**Requirement**
In the text on buying a home in Madrid, can you turn the paragraph beginning "Start with one idea" into a short bulleted list of its main facts?

>> BEGIN Passage given

Buying a home in Madrid step by step: from reservation to deed

Spain's purchase process is simpler than it looks from abroad, but it has three moments worth understanding before signing anything. This is the full sequence, with real timings and figures.

Buying a home in Madrid step by step: from reservation to deed

Every week we walk buyers — many of them international — through a process that in Spain is highly standardised and offers solid guarantees. The key is knowing what you sign at each moment and what each signature commits you to. There are three stages: reservation, arras and deed.

The context: a large, liquid market

Start with one idea: the Spanish market is deep and plays by clear rules. In 2025 Spain registered more than 700,000 home sales, with foreign buyers setting an all-time record according to the Land Registrars: close to 97,300 transactions, 13.8% of the total. Spain's notary and registry system is among the most protective in Europe: nothing that follows depends on trust between the parties, but on verifiable public documents.

>> END Passage given
>> BEGIN Data provided

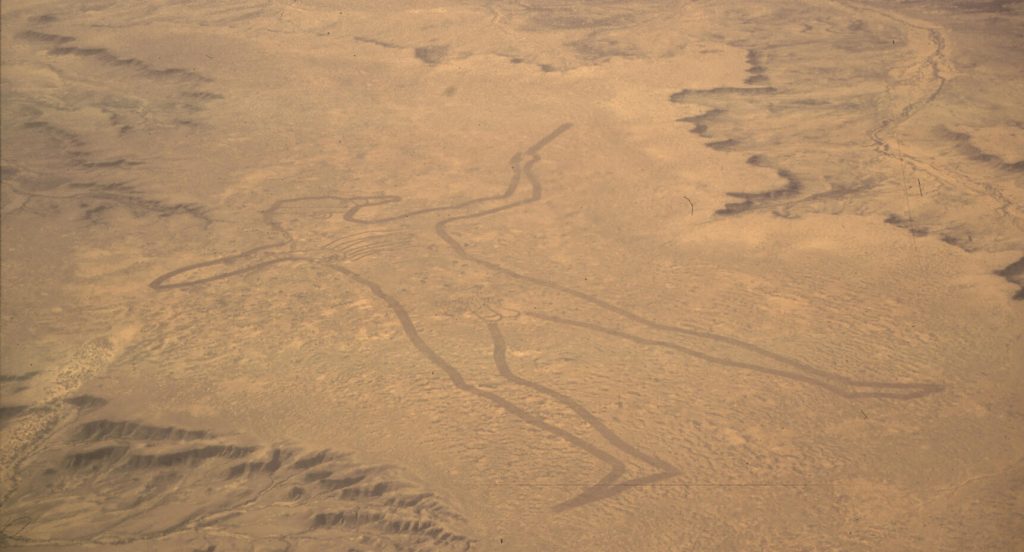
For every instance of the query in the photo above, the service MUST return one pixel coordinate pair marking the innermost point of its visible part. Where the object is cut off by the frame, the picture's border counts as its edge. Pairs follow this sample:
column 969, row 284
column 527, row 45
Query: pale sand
column 607, row 276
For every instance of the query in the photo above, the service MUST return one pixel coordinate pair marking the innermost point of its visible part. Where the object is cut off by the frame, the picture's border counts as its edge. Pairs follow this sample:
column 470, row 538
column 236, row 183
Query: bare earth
column 439, row 276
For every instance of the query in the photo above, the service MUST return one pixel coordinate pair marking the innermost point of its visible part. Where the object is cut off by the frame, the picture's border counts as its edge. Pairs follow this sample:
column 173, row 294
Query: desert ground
column 651, row 276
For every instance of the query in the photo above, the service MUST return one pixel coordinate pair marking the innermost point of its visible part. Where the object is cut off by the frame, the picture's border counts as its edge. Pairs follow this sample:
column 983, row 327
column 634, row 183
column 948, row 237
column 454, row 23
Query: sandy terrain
column 562, row 276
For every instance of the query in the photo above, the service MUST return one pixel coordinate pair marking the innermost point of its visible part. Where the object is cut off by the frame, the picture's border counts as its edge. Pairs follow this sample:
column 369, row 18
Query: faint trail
column 354, row 245
column 409, row 328
column 837, row 384
column 593, row 493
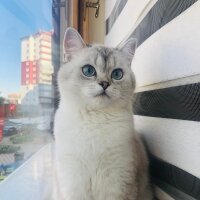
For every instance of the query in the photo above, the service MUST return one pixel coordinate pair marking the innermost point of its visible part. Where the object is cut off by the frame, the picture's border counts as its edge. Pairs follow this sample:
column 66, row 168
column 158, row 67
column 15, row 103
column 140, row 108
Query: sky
column 18, row 18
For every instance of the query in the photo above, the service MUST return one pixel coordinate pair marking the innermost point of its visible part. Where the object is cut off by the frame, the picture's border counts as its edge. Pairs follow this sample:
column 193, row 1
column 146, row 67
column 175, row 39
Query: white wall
column 167, row 58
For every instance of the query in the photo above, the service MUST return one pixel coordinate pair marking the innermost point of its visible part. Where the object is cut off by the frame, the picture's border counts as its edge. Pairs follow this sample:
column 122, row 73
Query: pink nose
column 104, row 84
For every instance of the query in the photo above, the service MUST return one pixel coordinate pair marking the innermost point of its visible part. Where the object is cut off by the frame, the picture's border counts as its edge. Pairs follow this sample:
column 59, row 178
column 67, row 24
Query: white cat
column 98, row 156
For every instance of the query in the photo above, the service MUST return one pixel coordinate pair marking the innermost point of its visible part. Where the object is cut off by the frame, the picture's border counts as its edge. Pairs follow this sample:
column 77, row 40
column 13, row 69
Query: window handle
column 94, row 5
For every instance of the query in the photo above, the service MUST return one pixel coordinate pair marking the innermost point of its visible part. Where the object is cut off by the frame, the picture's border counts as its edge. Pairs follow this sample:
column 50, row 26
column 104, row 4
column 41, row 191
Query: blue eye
column 88, row 70
column 117, row 74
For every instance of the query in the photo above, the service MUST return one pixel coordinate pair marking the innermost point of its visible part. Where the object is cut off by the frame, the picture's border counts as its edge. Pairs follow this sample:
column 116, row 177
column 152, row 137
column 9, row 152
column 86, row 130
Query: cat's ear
column 72, row 42
column 129, row 47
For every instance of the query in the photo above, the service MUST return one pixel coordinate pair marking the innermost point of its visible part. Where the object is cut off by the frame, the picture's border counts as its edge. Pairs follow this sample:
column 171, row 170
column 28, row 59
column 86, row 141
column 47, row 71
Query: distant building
column 36, row 73
column 36, row 69
column 14, row 98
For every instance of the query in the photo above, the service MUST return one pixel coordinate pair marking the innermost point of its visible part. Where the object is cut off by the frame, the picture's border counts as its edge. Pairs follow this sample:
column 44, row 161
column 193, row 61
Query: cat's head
column 96, row 76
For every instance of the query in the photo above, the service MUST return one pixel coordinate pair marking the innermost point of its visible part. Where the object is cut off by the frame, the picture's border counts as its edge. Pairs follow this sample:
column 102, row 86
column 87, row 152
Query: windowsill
column 28, row 181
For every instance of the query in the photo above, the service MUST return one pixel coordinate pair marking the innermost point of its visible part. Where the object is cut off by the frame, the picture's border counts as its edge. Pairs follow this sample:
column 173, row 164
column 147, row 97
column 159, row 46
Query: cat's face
column 97, row 77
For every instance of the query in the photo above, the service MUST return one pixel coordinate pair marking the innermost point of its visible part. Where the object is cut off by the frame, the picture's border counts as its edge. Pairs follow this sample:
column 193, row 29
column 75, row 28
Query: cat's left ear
column 129, row 47
column 72, row 42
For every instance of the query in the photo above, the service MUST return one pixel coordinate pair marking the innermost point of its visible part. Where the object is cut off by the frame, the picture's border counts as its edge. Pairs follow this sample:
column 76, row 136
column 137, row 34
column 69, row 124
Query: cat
column 98, row 155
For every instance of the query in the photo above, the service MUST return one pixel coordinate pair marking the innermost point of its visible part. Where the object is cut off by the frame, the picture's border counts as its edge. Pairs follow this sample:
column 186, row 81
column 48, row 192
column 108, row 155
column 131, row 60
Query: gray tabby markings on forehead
column 105, row 53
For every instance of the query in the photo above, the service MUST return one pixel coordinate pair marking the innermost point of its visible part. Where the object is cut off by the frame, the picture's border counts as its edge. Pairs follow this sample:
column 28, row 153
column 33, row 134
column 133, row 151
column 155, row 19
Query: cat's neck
column 86, row 113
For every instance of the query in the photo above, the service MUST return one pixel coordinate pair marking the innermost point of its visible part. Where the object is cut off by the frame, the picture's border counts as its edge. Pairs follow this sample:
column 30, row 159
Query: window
column 26, row 127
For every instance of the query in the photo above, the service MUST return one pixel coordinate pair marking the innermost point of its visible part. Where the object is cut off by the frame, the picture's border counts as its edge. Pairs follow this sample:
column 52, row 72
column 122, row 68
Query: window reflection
column 26, row 90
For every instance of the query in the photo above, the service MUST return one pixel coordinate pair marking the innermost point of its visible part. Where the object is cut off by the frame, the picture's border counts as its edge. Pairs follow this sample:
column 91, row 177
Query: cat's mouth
column 102, row 94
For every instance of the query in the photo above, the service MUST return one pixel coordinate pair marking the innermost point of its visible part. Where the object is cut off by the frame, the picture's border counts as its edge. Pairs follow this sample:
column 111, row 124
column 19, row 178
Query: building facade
column 36, row 69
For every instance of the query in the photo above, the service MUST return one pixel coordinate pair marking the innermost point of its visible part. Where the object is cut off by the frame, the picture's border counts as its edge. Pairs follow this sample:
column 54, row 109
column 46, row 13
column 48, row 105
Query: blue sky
column 18, row 18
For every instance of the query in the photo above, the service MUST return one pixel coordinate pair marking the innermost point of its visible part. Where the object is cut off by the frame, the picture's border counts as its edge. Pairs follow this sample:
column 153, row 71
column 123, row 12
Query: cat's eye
column 117, row 74
column 88, row 70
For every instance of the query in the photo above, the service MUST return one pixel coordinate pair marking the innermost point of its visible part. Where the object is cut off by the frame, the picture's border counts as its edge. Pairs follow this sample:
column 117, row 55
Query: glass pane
column 26, row 76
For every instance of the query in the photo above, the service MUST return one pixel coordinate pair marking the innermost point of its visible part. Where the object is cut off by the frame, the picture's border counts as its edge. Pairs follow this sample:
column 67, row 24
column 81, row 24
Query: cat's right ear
column 72, row 43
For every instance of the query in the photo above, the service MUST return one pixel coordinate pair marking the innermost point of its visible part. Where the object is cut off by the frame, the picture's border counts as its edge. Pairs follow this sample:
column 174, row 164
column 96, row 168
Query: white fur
column 98, row 156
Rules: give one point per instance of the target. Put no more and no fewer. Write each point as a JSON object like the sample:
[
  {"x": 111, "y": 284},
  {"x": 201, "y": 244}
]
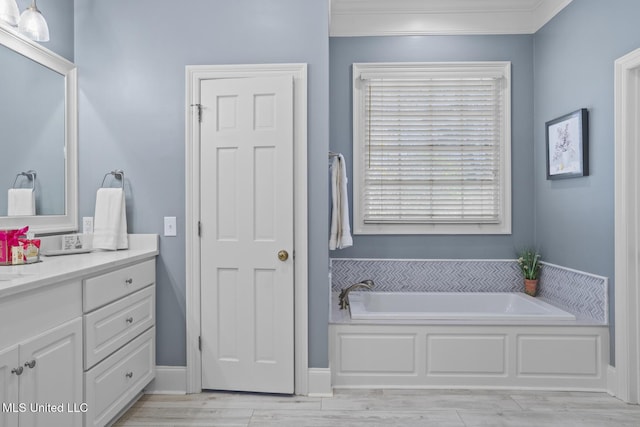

>> END Data provided

**Answer to the exercise**
- The Spanish market is deep and follows clear rules.
- In 2025 Spain recorded more than 700,000 home sales.
- According to the Land Registrars, foreign buyers set an all-time record: close to 97,300 transactions, or 13.8% of the total.
- Spain's notary and registry system is among the most protective in Europe.
- The process depends on verifiable public documents, not on trust between the parties.